# TASK DETAILS
Reproduce the mailing-list message about filtering on IRR registered prefixes in full, word for word, before the material that follows it.

# SOURCE EXTRACT
○ ○ ○ ○
In message <19970528090307.29708.qmail@localhost>, Tony Barber writes:
> >
> >Tony,
> >
> >A lot of these are registered in the IRR as aggregates.  Most of the
> >more specifics are not registered.  Filtering on IRR content would
> >also keep aggregation leaks out if you have routers that can do it.
> >
> 
> Curtis, sure
> but as Janos said there is nothing to stop people registering daft
> routes :-/
> 
> Tony


Wouldn't hierarchical authorization optionally based on the IP number
registry where that information was readily available be a nice
feature.  :)

The idea behind filtering on IRR registered prefixes is you filter on
what each provider intended to announce.  If they leak components from
an aggregate no harm is done as long as the aggregate is properly
formed by at least one of their border routers.  If a provider
announces something they shouldn't (or their customer does and they
pass it along) and never intended to (as in the recent well know
incident) it does no harm.

The cases cited in the prior mail on this thread look like broken
aggregates, that is ones that someone wanted to configure but somehow
didn't get it right or somehow broke it along the way.  We try to
summarize what looks like broken aggregates.  The latest is at:

  http://engr.ans.net/route-dumps/970528/overlap-summary.html

If you filter on IRR registered prefixes you will eliminate about
5,000 to 7,500 prefixes that are overlapped by announced aggregates.
○ ○ ○ ○
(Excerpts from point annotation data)

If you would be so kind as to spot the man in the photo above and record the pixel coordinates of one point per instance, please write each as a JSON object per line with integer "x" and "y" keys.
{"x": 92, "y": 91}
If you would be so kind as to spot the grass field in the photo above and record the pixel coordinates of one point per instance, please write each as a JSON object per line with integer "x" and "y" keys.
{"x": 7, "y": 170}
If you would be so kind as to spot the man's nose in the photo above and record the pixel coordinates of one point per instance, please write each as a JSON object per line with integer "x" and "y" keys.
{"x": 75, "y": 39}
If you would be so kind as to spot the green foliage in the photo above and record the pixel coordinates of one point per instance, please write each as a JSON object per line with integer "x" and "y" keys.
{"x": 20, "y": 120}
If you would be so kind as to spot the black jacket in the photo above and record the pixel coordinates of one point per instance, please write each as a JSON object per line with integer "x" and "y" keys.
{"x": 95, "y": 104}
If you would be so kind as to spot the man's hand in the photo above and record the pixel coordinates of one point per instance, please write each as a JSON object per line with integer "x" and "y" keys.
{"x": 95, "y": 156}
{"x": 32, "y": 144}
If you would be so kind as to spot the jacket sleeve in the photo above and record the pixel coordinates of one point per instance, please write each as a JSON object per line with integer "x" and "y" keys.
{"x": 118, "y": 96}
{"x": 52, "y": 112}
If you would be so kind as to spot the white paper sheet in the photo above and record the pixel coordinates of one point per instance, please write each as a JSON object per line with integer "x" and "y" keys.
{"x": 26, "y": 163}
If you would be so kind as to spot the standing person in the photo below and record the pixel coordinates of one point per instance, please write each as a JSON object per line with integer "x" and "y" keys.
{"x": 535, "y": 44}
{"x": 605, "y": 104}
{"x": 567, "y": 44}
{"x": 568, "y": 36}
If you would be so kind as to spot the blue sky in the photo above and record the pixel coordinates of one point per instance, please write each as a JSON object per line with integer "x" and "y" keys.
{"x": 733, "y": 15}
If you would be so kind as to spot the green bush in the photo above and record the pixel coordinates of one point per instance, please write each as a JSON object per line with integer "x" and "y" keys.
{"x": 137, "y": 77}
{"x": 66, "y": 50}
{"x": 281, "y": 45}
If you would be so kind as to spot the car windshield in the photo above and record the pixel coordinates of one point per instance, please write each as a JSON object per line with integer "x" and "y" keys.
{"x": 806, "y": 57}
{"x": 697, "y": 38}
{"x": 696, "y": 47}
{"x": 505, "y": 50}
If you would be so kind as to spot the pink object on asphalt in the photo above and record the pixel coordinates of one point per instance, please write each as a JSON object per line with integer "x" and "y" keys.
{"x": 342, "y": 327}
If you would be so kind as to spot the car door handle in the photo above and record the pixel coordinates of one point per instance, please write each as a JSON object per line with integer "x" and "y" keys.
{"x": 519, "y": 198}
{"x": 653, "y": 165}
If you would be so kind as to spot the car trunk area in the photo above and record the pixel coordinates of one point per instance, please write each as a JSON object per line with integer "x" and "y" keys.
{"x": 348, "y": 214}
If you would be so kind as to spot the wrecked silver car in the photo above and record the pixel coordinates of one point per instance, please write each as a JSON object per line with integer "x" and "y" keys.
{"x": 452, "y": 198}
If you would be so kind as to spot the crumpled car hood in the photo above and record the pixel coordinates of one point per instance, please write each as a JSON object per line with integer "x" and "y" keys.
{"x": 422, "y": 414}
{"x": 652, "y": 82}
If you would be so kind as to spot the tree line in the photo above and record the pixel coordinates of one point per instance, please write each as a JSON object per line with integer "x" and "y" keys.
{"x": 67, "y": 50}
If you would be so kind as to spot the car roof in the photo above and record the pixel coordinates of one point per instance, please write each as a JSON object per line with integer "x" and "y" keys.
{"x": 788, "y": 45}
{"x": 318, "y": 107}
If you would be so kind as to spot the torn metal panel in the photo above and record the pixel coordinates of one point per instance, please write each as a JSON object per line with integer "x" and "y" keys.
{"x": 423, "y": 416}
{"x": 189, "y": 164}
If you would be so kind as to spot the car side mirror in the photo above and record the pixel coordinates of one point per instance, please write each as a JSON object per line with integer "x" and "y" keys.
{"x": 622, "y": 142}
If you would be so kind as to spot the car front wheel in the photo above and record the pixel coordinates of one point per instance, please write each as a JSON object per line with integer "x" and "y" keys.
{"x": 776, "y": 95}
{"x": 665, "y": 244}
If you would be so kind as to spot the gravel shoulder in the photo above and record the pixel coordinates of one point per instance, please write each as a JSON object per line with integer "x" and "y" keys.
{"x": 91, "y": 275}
○ ○ ○ ○
# THE ANSWER
In message <19970528090307.29708.qmail@localhost>, Tony Barber writes:
> >
> >Tony,
> >
> >A lot of these are registered in the IRR as aggregates.  Most of the
> >more specifics are not registered.  Filtering on IRR content would
> >also keep aggregation leaks out if you have routers that can do it.
> >
> 
> Curtis, sure
> but as Janos said there is nothing to stop people registering daft
> routes :-/
> 
> Tony


Wouldn't hierarchical authorization optionally based on the IP number
registry where that information was readily available be a nice
feature.  :)

The idea behind filtering on IRR registered prefixes is you filter on
what each provider intended to announce.  If they leak components from
an aggregate no harm is done as long as the aggregate is properly
formed by at least one of their border routers.  If a provider
announces something they shouldn't (or their customer does and they
pass it along) and never intended to (as in the recent well know
incident) it does no harm.

The cases cited in the prior mail on this thread look like broken
aggregates, that is ones that someone wanted to configure but somehow
didn't get it right or somehow broke it along the way.  We try to
summarize what looks like broken aggregates.  The latest is at:

  http://engr.ans.net/route-dumps/970528/overlap-summary.html

If you filter on IRR registered prefixes you will eliminate about
5,000 to 7,500 prefixes that are overlapped by announced aggregates.